─── Record set
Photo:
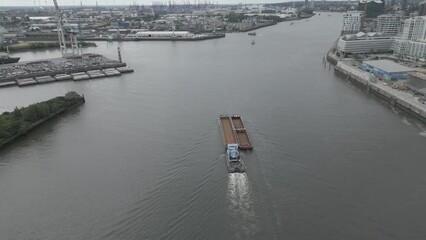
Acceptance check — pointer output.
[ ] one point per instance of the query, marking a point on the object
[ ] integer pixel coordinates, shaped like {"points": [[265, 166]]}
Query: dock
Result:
{"points": [[396, 98], [87, 66], [234, 131]]}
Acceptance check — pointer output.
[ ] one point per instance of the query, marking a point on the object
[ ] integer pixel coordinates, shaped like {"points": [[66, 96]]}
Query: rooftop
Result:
{"points": [[388, 66]]}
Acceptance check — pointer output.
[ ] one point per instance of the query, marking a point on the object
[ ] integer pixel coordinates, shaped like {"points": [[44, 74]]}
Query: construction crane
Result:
{"points": [[61, 34]]}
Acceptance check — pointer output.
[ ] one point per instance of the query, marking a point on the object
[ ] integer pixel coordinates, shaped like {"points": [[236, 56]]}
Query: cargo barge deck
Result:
{"points": [[234, 131]]}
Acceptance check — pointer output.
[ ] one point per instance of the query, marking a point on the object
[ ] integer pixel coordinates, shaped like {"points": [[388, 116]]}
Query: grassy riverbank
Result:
{"points": [[21, 120]]}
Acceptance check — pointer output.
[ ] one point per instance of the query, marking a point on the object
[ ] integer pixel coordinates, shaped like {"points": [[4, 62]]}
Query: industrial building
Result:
{"points": [[386, 69], [162, 34], [352, 22], [362, 43]]}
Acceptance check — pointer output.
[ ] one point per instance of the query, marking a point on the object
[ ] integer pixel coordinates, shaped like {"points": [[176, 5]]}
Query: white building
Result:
{"points": [[362, 43], [352, 22], [388, 24], [412, 43]]}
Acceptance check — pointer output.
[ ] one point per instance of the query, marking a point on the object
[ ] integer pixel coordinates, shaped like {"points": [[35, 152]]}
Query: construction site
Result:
{"points": [[73, 65]]}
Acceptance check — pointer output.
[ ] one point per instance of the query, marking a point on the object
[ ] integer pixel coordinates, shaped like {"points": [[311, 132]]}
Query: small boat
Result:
{"points": [[233, 159], [5, 58]]}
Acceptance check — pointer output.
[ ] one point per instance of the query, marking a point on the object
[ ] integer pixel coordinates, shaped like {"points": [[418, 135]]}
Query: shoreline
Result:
{"points": [[39, 45], [400, 100], [33, 126]]}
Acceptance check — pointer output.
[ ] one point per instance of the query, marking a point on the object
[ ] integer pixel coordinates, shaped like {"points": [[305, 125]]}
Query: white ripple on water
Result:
{"points": [[241, 205], [405, 120]]}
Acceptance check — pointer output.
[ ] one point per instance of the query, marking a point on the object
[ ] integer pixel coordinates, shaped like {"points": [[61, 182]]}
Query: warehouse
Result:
{"points": [[386, 69]]}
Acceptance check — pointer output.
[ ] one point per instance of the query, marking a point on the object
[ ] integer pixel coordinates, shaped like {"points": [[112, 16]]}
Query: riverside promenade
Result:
{"points": [[402, 100]]}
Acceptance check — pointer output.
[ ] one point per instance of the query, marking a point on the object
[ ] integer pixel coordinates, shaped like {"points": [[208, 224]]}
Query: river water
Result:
{"points": [[143, 158]]}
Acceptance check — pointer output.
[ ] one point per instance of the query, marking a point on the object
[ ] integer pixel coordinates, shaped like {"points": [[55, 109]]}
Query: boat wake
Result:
{"points": [[241, 206]]}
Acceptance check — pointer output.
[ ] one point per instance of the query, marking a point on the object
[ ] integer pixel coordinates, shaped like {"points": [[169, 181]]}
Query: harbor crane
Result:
{"points": [[65, 29]]}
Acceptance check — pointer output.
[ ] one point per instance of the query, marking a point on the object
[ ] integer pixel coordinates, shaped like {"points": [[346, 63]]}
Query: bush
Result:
{"points": [[22, 119]]}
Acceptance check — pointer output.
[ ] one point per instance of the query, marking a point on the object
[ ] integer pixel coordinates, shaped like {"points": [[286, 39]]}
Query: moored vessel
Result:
{"points": [[5, 58]]}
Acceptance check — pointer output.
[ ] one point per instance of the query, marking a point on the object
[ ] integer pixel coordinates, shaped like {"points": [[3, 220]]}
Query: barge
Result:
{"points": [[233, 159], [234, 137], [234, 131]]}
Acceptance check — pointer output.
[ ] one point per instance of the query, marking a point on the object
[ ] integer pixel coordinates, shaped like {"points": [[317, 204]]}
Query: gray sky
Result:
{"points": [[120, 2]]}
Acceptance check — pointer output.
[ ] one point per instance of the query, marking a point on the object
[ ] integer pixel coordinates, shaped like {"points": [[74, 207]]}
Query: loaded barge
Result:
{"points": [[87, 66], [234, 131], [234, 137]]}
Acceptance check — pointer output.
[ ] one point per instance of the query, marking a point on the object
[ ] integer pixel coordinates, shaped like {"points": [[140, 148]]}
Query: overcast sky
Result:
{"points": [[121, 2]]}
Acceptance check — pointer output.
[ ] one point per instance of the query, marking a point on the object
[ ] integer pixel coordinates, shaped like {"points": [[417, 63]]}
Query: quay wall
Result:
{"points": [[361, 79], [152, 38], [258, 26], [64, 71]]}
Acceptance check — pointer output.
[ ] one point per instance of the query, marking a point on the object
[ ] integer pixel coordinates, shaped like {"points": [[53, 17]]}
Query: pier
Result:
{"points": [[400, 100], [87, 66]]}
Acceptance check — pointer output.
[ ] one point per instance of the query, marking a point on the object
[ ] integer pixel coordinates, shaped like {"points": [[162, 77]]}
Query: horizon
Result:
{"points": [[49, 3]]}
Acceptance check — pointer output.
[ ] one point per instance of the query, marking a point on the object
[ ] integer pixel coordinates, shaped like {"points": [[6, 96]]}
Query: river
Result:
{"points": [[143, 158]]}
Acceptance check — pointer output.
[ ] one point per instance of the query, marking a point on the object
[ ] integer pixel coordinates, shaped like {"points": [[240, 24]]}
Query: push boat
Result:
{"points": [[233, 159]]}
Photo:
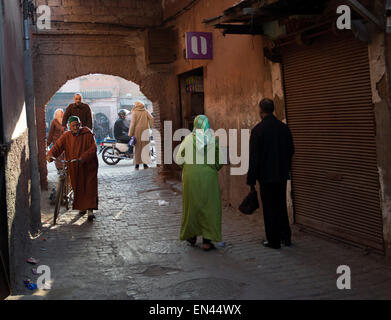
──────
▶ [Problem]:
Pull out each of the lines above that contains the string "barge". Case counts.

▶ [Task output]:
Query: cargo barge deck
Query: barge
Query: loaded barge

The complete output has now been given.